### Aim of the task
For each record below, retype the text exactly and omit any image.

****

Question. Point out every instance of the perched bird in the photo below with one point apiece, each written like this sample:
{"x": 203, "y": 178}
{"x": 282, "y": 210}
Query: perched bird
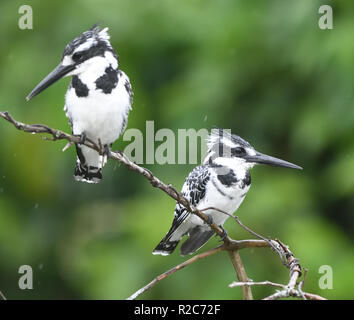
{"x": 221, "y": 182}
{"x": 98, "y": 99}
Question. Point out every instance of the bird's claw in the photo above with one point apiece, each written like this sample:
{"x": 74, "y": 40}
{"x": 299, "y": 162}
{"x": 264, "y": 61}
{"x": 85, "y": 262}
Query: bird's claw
{"x": 210, "y": 220}
{"x": 82, "y": 138}
{"x": 106, "y": 150}
{"x": 224, "y": 233}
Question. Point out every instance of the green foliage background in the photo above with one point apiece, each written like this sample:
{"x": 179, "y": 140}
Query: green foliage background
{"x": 262, "y": 68}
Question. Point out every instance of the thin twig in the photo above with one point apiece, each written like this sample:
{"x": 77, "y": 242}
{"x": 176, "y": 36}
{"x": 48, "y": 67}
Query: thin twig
{"x": 252, "y": 283}
{"x": 175, "y": 269}
{"x": 240, "y": 273}
{"x": 2, "y": 296}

****

### Result below
Question. Point out every instance of the perched bird in the photo below with one point apiece, each written like this sample:
{"x": 203, "y": 178}
{"x": 282, "y": 210}
Query: perched bird
{"x": 221, "y": 182}
{"x": 98, "y": 99}
Question. Point out every instance of the bird's claw in the photo above with one point apiece, each written like this sample:
{"x": 74, "y": 40}
{"x": 299, "y": 162}
{"x": 264, "y": 61}
{"x": 85, "y": 262}
Query: bird's claw
{"x": 210, "y": 220}
{"x": 82, "y": 138}
{"x": 106, "y": 150}
{"x": 224, "y": 233}
Question. Point out every instance of the green foliage background in the photo above with one point apiece, each written like this sample:
{"x": 179, "y": 140}
Query: green foliage background
{"x": 262, "y": 68}
Question. Point out every instance of the thin twig in the photo above with one point apiece, each written like this sample:
{"x": 77, "y": 242}
{"x": 176, "y": 36}
{"x": 48, "y": 67}
Query: thin twig
{"x": 252, "y": 283}
{"x": 175, "y": 269}
{"x": 240, "y": 273}
{"x": 2, "y": 296}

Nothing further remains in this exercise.